START Excerpted records

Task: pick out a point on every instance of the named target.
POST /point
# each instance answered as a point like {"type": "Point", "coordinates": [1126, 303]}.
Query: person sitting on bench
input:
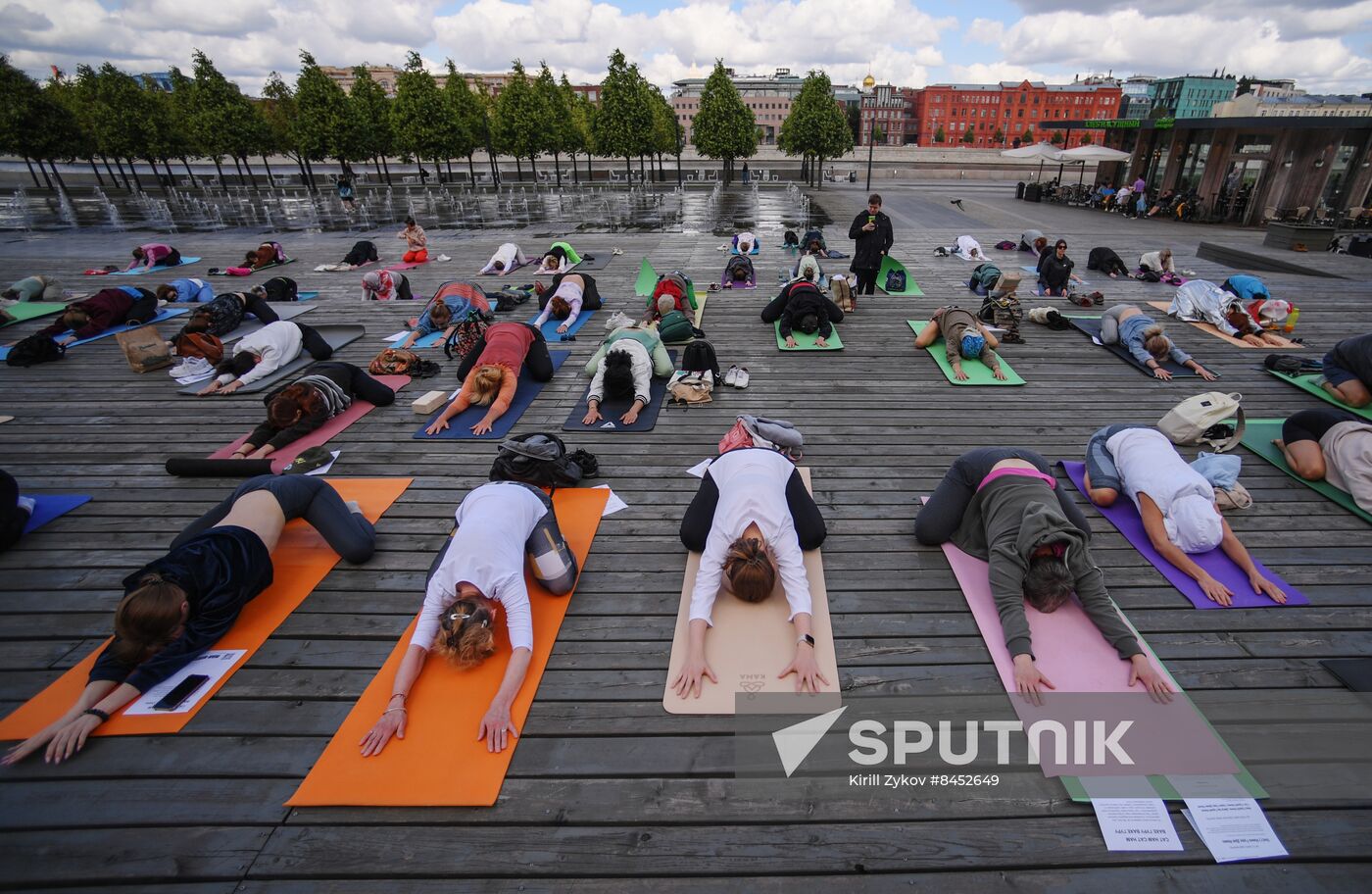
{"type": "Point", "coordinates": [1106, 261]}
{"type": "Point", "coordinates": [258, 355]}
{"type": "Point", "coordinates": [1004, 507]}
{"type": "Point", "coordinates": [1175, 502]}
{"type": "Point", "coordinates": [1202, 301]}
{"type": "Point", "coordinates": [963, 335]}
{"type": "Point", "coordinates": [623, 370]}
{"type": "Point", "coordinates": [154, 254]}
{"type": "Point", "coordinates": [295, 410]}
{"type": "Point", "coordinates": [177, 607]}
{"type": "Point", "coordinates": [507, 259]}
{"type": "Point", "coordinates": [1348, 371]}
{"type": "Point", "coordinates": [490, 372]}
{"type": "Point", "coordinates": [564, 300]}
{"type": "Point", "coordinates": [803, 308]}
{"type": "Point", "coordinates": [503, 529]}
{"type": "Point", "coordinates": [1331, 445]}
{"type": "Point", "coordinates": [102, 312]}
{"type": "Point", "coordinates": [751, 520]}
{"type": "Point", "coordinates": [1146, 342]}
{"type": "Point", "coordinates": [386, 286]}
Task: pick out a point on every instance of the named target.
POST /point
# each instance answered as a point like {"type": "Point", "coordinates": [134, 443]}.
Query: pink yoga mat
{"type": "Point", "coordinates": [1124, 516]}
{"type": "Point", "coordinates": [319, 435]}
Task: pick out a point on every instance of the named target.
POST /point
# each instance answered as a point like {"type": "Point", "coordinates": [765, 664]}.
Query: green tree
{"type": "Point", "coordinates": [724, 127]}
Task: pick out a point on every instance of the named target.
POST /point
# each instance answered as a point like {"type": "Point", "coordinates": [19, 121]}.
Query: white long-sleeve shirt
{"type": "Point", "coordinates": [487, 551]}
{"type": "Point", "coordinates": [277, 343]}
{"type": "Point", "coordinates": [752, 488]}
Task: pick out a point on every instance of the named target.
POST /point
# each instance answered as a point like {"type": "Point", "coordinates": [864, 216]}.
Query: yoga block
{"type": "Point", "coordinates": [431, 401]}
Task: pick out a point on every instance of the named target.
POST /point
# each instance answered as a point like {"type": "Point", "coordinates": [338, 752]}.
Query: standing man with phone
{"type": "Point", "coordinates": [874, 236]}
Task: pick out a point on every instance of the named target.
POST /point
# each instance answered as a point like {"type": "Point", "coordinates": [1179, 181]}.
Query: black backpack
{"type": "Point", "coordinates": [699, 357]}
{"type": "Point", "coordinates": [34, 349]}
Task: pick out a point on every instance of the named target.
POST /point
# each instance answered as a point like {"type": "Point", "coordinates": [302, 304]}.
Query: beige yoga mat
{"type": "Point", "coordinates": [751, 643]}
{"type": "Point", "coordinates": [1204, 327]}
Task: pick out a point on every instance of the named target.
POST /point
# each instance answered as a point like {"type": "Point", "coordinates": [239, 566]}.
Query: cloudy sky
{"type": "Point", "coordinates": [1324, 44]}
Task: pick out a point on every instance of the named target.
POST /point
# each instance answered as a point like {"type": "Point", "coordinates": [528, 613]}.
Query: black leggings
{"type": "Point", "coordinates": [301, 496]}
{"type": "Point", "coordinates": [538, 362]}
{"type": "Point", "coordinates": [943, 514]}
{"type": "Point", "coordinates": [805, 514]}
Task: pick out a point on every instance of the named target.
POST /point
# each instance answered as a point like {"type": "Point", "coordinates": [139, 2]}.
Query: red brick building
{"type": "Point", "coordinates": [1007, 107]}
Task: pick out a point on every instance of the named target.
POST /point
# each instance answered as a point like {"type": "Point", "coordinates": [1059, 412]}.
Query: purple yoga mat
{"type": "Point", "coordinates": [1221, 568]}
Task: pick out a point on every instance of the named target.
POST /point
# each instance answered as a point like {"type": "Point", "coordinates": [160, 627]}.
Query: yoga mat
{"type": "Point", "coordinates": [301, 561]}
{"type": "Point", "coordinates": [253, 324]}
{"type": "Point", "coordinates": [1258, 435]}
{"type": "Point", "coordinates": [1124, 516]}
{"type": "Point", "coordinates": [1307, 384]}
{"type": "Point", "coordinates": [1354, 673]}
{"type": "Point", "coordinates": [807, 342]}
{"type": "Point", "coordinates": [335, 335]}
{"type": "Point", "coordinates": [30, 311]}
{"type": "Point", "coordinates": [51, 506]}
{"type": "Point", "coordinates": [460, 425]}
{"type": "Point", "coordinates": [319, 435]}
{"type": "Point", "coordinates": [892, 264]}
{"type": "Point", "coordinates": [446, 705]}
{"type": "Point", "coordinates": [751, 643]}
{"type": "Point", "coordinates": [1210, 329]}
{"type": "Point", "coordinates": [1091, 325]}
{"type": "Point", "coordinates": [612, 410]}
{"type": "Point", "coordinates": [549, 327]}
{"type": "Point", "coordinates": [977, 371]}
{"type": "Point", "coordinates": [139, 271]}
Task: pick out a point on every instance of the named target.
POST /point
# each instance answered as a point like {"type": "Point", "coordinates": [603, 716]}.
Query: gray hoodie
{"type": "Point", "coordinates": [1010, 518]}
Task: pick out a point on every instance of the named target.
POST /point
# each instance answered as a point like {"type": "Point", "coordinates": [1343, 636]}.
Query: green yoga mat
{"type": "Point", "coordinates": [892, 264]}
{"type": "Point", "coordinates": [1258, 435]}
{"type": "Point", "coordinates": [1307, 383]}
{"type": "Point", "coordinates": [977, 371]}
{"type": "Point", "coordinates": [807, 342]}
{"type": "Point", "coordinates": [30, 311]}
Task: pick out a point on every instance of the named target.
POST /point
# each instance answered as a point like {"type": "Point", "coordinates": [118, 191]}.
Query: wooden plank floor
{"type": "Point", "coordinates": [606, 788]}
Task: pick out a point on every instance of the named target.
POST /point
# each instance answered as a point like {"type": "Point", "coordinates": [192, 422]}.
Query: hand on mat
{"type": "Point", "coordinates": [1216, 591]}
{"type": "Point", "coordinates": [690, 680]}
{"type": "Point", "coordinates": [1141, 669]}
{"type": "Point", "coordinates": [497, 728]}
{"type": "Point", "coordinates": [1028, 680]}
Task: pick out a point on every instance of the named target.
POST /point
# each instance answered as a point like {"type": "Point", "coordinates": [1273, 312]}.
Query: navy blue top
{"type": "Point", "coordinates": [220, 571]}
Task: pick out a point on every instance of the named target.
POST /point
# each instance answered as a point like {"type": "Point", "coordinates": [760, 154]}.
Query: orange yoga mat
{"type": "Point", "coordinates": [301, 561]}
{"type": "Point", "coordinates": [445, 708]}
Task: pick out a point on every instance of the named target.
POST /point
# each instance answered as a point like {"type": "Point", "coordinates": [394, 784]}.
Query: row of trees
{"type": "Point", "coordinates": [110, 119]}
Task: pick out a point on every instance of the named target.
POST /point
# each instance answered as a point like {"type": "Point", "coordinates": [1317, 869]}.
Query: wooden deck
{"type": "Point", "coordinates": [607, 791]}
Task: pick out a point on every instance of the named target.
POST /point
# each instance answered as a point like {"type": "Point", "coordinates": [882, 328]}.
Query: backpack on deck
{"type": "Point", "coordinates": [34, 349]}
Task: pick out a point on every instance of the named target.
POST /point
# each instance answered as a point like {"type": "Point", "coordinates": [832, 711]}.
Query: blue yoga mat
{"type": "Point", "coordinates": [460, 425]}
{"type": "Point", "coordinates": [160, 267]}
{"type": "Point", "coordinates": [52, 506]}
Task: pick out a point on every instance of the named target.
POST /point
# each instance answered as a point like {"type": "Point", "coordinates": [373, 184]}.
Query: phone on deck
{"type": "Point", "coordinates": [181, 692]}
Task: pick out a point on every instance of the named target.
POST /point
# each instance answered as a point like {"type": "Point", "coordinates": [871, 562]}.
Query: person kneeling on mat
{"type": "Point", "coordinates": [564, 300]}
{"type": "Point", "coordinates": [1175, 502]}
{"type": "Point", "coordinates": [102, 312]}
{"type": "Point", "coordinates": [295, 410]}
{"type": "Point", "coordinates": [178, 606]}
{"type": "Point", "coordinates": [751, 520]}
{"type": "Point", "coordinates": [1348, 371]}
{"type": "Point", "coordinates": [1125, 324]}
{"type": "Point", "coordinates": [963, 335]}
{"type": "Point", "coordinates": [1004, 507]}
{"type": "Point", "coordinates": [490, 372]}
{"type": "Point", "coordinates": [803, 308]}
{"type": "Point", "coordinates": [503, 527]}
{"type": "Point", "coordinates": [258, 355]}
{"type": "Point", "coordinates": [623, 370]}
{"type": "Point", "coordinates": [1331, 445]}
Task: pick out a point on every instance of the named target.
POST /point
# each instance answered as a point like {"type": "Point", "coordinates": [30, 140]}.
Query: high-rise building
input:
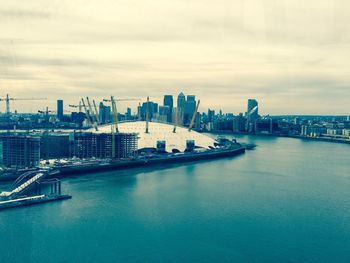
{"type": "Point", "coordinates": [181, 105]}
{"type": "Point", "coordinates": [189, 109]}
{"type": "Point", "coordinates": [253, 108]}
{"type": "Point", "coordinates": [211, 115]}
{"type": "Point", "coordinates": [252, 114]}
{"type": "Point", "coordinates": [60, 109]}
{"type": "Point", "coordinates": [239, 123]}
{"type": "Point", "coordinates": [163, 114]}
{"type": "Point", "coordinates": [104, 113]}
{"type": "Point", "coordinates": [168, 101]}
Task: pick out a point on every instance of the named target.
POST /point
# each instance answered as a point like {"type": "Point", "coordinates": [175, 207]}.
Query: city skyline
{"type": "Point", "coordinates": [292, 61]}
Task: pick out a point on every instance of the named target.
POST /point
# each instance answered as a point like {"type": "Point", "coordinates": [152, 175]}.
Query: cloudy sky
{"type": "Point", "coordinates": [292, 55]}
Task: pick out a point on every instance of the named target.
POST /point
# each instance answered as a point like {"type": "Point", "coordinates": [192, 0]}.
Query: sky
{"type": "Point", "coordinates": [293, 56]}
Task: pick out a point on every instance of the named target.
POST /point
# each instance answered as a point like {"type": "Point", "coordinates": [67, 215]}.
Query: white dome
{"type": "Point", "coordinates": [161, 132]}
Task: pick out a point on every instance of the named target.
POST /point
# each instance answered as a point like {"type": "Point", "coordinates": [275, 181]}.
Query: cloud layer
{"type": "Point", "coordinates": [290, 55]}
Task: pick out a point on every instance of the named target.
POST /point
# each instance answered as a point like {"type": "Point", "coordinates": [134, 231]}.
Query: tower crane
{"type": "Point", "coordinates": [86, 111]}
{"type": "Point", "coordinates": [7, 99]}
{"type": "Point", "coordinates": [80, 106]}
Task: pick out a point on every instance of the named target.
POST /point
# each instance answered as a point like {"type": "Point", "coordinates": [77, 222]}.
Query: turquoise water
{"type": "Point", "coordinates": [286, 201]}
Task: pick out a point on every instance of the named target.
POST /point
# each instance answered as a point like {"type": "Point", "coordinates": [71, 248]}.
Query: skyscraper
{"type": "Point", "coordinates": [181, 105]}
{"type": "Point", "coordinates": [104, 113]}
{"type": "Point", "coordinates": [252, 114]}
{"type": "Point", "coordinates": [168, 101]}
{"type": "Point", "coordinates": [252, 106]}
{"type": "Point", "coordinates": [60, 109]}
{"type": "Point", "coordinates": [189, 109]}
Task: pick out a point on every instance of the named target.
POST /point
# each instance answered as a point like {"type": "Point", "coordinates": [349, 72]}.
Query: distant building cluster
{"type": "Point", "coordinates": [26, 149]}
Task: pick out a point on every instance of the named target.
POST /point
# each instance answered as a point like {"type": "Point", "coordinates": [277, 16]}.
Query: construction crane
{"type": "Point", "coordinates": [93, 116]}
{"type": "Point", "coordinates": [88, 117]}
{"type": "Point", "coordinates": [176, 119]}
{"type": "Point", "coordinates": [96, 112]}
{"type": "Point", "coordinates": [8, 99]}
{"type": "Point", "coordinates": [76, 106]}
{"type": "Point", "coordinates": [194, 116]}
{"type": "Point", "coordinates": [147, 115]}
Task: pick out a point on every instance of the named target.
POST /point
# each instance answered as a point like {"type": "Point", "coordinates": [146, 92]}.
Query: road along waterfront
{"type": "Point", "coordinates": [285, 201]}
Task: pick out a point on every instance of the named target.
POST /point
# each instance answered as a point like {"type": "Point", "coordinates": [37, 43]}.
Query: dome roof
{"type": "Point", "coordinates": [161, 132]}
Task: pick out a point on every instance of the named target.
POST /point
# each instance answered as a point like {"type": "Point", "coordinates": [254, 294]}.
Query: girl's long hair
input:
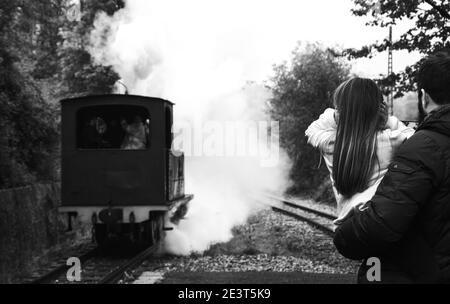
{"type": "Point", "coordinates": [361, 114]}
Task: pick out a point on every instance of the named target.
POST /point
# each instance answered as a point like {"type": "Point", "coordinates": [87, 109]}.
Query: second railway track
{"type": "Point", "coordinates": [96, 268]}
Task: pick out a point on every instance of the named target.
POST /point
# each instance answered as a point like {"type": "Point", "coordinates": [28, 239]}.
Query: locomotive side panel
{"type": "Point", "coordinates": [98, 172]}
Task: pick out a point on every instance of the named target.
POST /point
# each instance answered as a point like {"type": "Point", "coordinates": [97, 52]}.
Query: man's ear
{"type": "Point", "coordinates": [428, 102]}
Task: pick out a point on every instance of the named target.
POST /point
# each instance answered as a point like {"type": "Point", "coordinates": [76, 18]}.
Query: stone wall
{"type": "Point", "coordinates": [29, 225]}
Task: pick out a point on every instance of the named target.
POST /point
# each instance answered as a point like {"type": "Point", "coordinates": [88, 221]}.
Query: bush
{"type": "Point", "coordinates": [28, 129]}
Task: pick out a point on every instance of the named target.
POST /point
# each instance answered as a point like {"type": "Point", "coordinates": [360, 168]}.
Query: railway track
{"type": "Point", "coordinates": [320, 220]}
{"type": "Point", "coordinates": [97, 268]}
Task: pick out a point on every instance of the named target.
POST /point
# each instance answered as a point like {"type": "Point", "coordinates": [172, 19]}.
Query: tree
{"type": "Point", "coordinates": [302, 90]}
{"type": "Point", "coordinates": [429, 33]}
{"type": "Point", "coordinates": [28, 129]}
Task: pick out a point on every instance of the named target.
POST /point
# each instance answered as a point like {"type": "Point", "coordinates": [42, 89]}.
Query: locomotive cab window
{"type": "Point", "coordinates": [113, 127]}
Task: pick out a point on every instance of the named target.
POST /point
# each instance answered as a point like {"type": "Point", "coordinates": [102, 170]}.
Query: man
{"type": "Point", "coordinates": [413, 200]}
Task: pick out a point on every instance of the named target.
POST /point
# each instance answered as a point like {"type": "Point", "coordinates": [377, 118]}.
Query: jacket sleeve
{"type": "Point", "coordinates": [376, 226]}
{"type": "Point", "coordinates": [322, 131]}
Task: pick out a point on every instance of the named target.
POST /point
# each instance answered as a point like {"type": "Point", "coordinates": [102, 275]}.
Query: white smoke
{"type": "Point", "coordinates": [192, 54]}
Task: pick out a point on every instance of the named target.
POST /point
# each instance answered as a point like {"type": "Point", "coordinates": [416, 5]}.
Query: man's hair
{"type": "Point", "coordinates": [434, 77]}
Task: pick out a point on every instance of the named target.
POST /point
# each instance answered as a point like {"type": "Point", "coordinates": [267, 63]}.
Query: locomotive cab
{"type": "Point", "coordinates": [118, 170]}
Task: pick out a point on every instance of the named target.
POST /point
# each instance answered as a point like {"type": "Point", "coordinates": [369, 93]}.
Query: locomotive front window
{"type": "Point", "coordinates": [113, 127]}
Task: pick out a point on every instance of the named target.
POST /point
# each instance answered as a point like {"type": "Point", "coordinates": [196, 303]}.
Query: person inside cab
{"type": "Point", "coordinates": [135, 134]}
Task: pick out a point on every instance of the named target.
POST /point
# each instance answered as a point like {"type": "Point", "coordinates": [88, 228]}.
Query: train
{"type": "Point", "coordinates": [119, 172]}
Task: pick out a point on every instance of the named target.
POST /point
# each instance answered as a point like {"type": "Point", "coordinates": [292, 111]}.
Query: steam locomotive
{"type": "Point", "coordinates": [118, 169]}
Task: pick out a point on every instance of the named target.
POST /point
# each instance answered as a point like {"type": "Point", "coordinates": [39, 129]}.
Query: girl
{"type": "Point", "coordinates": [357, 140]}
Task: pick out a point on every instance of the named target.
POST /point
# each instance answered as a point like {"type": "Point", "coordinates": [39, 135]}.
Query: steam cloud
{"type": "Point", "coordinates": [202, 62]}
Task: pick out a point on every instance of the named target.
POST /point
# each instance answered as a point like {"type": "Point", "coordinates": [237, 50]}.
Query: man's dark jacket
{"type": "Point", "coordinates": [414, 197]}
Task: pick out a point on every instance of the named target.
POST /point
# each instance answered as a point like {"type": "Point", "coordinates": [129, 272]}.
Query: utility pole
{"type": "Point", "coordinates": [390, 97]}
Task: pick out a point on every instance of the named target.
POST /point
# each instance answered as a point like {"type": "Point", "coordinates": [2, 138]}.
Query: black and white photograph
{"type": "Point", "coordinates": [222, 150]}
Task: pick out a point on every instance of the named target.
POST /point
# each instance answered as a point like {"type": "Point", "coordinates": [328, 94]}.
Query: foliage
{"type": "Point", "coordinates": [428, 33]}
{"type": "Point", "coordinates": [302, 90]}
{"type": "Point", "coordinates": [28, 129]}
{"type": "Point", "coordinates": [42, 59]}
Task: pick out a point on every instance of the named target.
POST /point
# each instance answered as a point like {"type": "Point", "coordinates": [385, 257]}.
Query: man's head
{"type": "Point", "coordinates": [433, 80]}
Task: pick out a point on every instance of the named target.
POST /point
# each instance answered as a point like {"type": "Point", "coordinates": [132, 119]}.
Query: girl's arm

END Excerpted records

> [What you should do]: Return each line of the listing above that contains the word "yoga". Case counts.

> [Task response]:
Query: pink yoga mat
Query: yoga block
Query: beige yoga mat
Query: purple yoga mat
Query: yoga mat
Query: green yoga mat
Query: orange yoga mat
Query: blue yoga mat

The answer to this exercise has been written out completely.